• [Document segment]:

*****

-1

Hi I am a student intern with little to no C# experience who got put into a situation to take over a windows service that uses TaskCompletionSource and BlockingCollection to implement multithreading. I have never done C#. I am trying to optimize how the service handles its task which is to crunch log files.

My question is, using BlockingCollection to create a thread queue which executes WorkiItem, how can you get the count of active threads in the queue? Meaning how many items that have been invoked by the EnqueueTask() command are still in running state? I don't want the count of the queue backlog which is what _taskQ.Count returns. I want count of active threads. I want to keep the thread count at four and only Enqueue an Item once a previous item is done. I don't want a blacklog of items in my queue.

public class ProducerConsumerQueue
{
    public CancellationTokenSource Token { get; set; }
    private BlockingCollection<WorkItem> _taskQ;

    public ProducerConsumerQueue(int workerCount)
    {
        _taskQ = new BlockingCollection<WorkItem>();
        for(int i = 0; i <workerCount; i++)
        {
            Task.Factory.StartNew(Consume);
        }
    }

    
    public Task EnqueueTask(Action action, CancellationToken? cancelToken)
    {
        var tcs = new TaskCompletionSource<object>();
        _taskQ.Add(new WorkItem(tcs, action, cancelToken));
        return tcs.Task;
    }

    public void Consume()
    {
        foreach (WorkItem workItem in _taskQ.GetConsumingEnumerable())
        {
            if (workItem.CancelToken.HasValue &&
                workItem.CancelToken.Value.IsCancellationRequested)
            {
                workItem.TaskSource.SetCanceled();
            }
            else
            {
                try
                {
                    workItem.Action();
                    workItem.TaskSource.SetResult(null);
                }
                catch (OperationCanceledException ex)
                {
                    if (ex.CancellationToken == workItem.CancelToken)
                    {
                        workItem.TaskSource.SetCanceled();
                    }
                    else
                    {
                        workItem.TaskSource.SetException(ex);
                    }
                }
                catch (Exception ex)

*****

• [Requirements]:
• A. List every method that the Consume method of the producer-consumer queue post calls on workItem.TaskSource in the code shown.
• B. In the producer-consumer queue post, how many active threads does the poster want to maintain?
• C. Resume the producer-consumer queue post at the point where its code stops.

• [Records provided]:

*****

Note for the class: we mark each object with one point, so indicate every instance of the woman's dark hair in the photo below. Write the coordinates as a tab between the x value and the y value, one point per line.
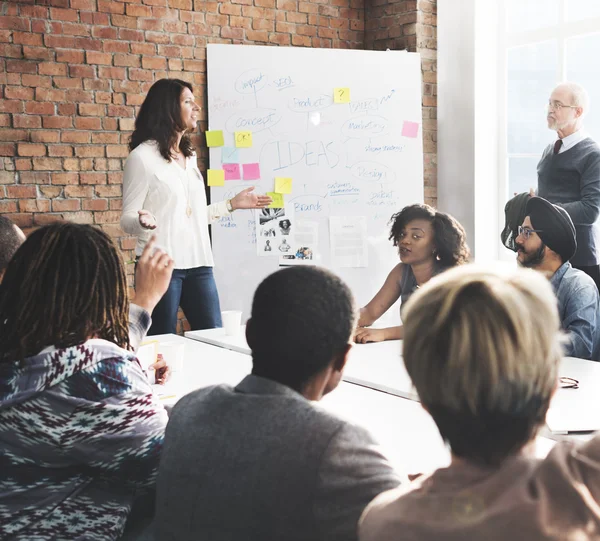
64	285
159	118
449	236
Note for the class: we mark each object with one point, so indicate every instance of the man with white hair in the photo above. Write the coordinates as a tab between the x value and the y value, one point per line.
569	173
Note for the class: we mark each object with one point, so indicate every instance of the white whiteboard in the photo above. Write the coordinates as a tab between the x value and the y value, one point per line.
355	162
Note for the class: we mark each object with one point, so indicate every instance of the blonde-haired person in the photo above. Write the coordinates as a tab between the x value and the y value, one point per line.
483	350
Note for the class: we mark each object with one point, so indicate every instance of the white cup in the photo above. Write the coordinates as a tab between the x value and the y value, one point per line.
173	353
232	320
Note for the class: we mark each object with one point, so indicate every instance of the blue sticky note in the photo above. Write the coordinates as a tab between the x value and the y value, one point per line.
230	155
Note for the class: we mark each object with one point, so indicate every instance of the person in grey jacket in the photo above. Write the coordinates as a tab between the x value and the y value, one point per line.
262	460
569	173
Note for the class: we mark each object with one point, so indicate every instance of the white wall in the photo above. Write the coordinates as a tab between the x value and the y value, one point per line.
468	120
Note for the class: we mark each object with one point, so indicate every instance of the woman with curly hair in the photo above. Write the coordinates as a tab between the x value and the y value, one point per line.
163	189
429	242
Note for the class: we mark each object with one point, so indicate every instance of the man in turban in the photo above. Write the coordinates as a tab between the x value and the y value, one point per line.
546	242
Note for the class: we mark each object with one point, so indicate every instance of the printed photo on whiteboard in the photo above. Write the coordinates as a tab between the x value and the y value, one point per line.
348	241
275	230
305	251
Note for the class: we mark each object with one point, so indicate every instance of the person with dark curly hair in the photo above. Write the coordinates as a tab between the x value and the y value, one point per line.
163	190
428	242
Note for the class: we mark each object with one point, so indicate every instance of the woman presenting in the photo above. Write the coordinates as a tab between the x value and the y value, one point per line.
163	190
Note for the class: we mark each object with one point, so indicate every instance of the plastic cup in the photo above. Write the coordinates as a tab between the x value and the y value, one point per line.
232	321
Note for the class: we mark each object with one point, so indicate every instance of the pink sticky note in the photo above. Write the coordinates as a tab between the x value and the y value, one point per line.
410	129
251	171
232	171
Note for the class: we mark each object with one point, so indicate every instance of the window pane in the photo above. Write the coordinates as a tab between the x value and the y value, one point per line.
522	175
579	51
578	10
531	76
524	15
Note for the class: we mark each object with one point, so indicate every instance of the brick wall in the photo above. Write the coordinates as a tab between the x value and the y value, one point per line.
73	72
412	25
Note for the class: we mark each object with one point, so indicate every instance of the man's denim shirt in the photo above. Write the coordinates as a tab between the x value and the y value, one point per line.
579	311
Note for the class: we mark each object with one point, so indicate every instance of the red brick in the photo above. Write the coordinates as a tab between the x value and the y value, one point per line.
65	178
64	151
39	108
88	123
46	219
92	178
27	121
52	68
110	6
21	66
64	14
21	192
7	149
8	206
104	32
36	81
26	149
87	5
136	74
83	71
74	29
86	192
95	204
18	93
57	122
112	73
90	152
93	57
109	191
62	205
45	136
34	205
108	217
15	23
91	109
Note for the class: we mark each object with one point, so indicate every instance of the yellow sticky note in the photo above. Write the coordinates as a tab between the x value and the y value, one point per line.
277	200
283	185
216	177
341	95
214	138
243	139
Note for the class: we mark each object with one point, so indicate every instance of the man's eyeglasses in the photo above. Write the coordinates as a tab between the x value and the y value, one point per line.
557	106
526	231
568	383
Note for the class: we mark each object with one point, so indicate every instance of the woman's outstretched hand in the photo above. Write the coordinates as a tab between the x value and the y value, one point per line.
246	199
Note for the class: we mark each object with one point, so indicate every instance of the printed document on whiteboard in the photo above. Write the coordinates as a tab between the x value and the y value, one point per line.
348	241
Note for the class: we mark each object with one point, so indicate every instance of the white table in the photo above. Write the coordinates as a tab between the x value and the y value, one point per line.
379	366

*****

• [Responses]:
• A. SetCanceled, SetResult, SetException

• B. Four.

• C.
                {
                    workItem.TaskSource.SetException(ex);
                }
            }
        }
    }
}

This ProducerCOnsumer queue is called at service start and its queue is reloaded at each service polling interval. I want to limit how many of these threads are spawned by setting it to the limit of files that are in a thread safe db table. So if thread count is 4, the number of files in the db table will be 4. The queue shouldn't spawn additional threads or enqueue files into it's queue until 1 file is done. To do this, I figured a simple solution would be to count the number of active threads (which would mean active amount of files crunching and don't add any new files until the thread goes down by 1:

protected override void OnStart(string[] args)
{
    ProducerConsumerQueue = new ProducerConsumerQueue(Constants.THREAD_COUNT);
    InitializeLogging();
    PollOnServiceStart();

    _timer.Elapsed += OnElapsedTime;
    _timer.Enabled = true;
    _timer.Interval = _interval;
}

public void OnElapsedTime(object source, ElapsedEventArgs args)
{
    try
    {
        //InitializeLogging();
        Poll();
    }
    catch (Exception ex)
    {
        Logger.Error(ex.Message.ToString());
    }
}


public void PollOnServiceStart()
{
    foreach (var handler in handlers)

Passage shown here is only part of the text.